Rewrite all the lines below as a JSON list of strings with one string per line, skipping any blank lines. Leave the pictures out of your answer.

Record set start

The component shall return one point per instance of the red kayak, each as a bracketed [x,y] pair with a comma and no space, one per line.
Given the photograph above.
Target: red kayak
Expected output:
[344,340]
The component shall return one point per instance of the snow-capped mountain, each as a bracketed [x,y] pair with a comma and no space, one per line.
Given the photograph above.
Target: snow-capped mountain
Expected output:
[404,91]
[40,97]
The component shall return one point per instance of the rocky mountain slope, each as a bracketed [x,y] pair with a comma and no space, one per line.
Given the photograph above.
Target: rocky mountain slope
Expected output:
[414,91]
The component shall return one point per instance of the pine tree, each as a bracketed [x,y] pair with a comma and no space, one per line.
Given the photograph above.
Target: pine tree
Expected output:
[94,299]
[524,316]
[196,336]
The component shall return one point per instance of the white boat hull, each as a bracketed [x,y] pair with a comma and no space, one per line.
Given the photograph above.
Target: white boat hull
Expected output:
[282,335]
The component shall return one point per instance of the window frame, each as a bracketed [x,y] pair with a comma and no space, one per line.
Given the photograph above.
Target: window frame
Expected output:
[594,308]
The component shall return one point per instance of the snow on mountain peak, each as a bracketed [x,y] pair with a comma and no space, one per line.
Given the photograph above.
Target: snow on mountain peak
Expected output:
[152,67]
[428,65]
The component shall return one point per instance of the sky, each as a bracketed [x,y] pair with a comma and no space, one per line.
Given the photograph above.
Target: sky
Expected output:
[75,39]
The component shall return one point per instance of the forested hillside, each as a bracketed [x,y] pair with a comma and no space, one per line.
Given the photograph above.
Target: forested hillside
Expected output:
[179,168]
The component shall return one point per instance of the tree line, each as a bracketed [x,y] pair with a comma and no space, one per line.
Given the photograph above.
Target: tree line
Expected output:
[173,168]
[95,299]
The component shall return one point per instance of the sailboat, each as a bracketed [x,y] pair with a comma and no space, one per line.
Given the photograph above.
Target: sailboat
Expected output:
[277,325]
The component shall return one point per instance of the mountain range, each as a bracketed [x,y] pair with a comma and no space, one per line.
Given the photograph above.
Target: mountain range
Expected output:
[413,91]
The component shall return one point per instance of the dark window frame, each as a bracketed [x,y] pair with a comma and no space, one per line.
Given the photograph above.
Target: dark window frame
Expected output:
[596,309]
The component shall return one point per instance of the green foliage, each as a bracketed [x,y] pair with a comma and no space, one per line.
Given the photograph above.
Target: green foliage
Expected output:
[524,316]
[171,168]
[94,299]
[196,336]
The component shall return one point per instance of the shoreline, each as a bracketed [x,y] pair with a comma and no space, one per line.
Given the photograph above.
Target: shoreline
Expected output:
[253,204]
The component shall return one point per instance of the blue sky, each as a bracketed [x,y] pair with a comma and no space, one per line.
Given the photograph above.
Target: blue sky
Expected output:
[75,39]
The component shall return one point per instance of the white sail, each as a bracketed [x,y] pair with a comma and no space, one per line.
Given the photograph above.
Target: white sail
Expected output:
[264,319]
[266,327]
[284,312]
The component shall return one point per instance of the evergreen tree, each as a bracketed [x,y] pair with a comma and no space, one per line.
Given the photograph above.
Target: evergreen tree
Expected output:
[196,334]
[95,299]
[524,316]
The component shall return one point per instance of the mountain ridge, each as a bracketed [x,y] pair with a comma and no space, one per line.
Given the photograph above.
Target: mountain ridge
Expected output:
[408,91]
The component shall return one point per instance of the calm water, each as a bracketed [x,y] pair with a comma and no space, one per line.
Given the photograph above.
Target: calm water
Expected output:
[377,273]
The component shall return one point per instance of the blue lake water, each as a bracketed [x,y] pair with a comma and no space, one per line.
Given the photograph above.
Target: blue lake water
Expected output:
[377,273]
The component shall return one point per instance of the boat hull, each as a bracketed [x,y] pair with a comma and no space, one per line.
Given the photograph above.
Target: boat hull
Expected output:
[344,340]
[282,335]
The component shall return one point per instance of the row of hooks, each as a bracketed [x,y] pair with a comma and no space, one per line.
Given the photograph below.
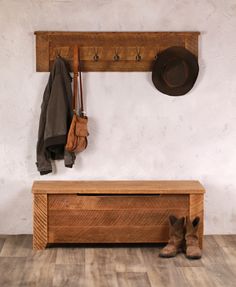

Record set end

Written response:
[
  "The component shall return one point per instance of the red kayak, each as a bracketed [x,y] pair with a comma and no space, one per line.",
  "Given the photograph above.",
  "Target: red kayak",
  "Expected output:",
  "[344,340]",
  "The component shall return one point per instance of the snow-capped mountain, each as a bracketed [x,y] pair with a comma and no space, one per line.",
  "Given the photograph above.",
  "Target: snow-capped mountain",
  "Expected output:",
  "[404,91]",
  "[40,97]",
  "The component shall return one point per instance of the rocky mountain slope, each as a bracketed [x,y] pair with a comma and no space, one per line.",
  "Given the photograph above.",
  "Target: rocky mountain slope",
  "Expected output:",
  "[414,91]",
  "The component shall return one point per instance of the pine tree, each as a bracketed [x,y] pair with a comma and no space, one per line.",
  "Given the photograph above.",
  "Target: pine tree",
  "Expected output:",
  "[94,299]",
  "[524,316]",
  "[196,336]",
  "The component shall return one point per instance of the white boat hull, each as a bracketed [x,y] pair with a comma and no space, one per line.",
  "Given the photograph above.",
  "Target: white boat hull",
  "Expected output:",
  "[282,335]",
  "The component shall return one point per instance of the window frame, each as a bracketed [x,y] pair with a comma and no space, one per line.",
  "Given the photograph above.",
  "Target: window frame",
  "Expected output:",
  "[594,308]",
  "The component shall return one point per instance of the snow on mountain peak, each as a bracketed [x,y] pair with a comma and no space, one per line.",
  "Given the photograph above.",
  "Target: snow on mountain peak",
  "Expected output:",
  "[152,67]",
  "[428,65]",
  "The component shall return one point per instance of the sky, each as a bracketed [x,y] pair with a comma and no space, one per line.",
  "Given the photograph above.",
  "Target: sky",
  "Expected output:",
  "[75,39]",
  "The component shall return one point per instance of the forested hillside, each as a bracketed [x,y] pair with a comma and no space, one per line.",
  "Given the photograph above.",
  "Target: forested hillside",
  "Expected output:",
  "[179,168]",
  "The component shall return one point per instance of the tree line, each as a bracketed [x,y] pair with a comma and no space, one per line.",
  "Given the photograph above.",
  "Target: tree line",
  "Expected output:",
  "[173,168]",
  "[95,299]",
  "The component shall return one point per instance of the sailboat, each as a bracketed [x,y] pair with a comma and no space, one per line.",
  "Given the photograph above.",
  "Target: sailboat",
  "Expected output:",
  "[277,325]",
  "The component shall return one point per instance of the mountain range, each as a bracketed [x,y] pair with a comma and no space, one per line.",
  "Given the photograph above.",
  "Target: mountain range",
  "Expected output:",
  "[413,91]",
  "The component shall return one point per instance of the dark window frame, each as a bracketed [x,y] pair with a comma and no space, one per line.",
  "Given the photograph above.",
  "Target: dark window frame",
  "Expected output:",
  "[596,309]",
  "The component shall return one point per instance of the green foliage, each as a bracketed [x,y] pair with a comma and no space, one per line.",
  "Given the photograph above.",
  "Target: green foliage",
  "Expected output:",
  "[524,316]",
  "[171,168]",
  "[94,299]",
  "[196,336]",
  "The component shall return one point per instance of the shoreline, each as a bracketed [x,y] pair with a comma and no space, one per line.",
  "Given the photograph above.",
  "Target: shoreline",
  "Expected output:",
  "[253,204]",
  "The component shall return one point per instance of the blue sky, each as a bracketed [x,y] pair with a comma and no space, one per line.",
  "Given the photograph above.",
  "Target: blue sky",
  "Expected output:",
  "[75,39]",
  "The component shall return one point per instance of the white sail, each as a bracketed [x,y] pair with a comma and no space, one per line.",
  "Given the photograph above.",
  "Target: white sail",
  "Expected output:",
  "[264,319]",
  "[266,327]",
  "[284,312]",
  "The component shall return one point per instance of the evergreen tree, each as a bracketed [x,y] pair with a comma and no space, one per line.",
  "Given the photograph above.",
  "Target: evergreen tree",
  "Expected output:",
  "[196,334]",
  "[95,299]",
  "[524,316]",
  "The component shall return one point per instance of the mountain ridge, each as a bracketed [x,y] pair with a comma and no space, one per line.",
  "Given the photograph above.",
  "Target: mountain ridge",
  "Expected output:",
  "[408,91]",
  "The component shall return one point per instance of the calm water, each as a bracketed [x,y] pair with a comma and no space, one per line.",
  "Given the photograph above.",
  "Target: calm water",
  "Expected output:",
  "[377,273]",
  "The component shall return one point per instance of the blue lake water, each as a bracketed [x,y] pair with a comma and no space, one per line.",
  "Given the photograph above.",
  "Target: blue lake water",
  "Expected output:",
  "[377,273]",
  "The component shall return one point per instance of the boat hull, each as a bracketed [x,y] pair with a comma and no space, one per line.",
  "Given the photograph above.",
  "Target: boat hull",
  "Expected output:",
  "[344,340]",
  "[282,335]",
  "The component shall return one point per instance of the row of hooks, each as a bracketed [x,y] pair with a comma and no space, one per line.",
  "Given the photograph below."
]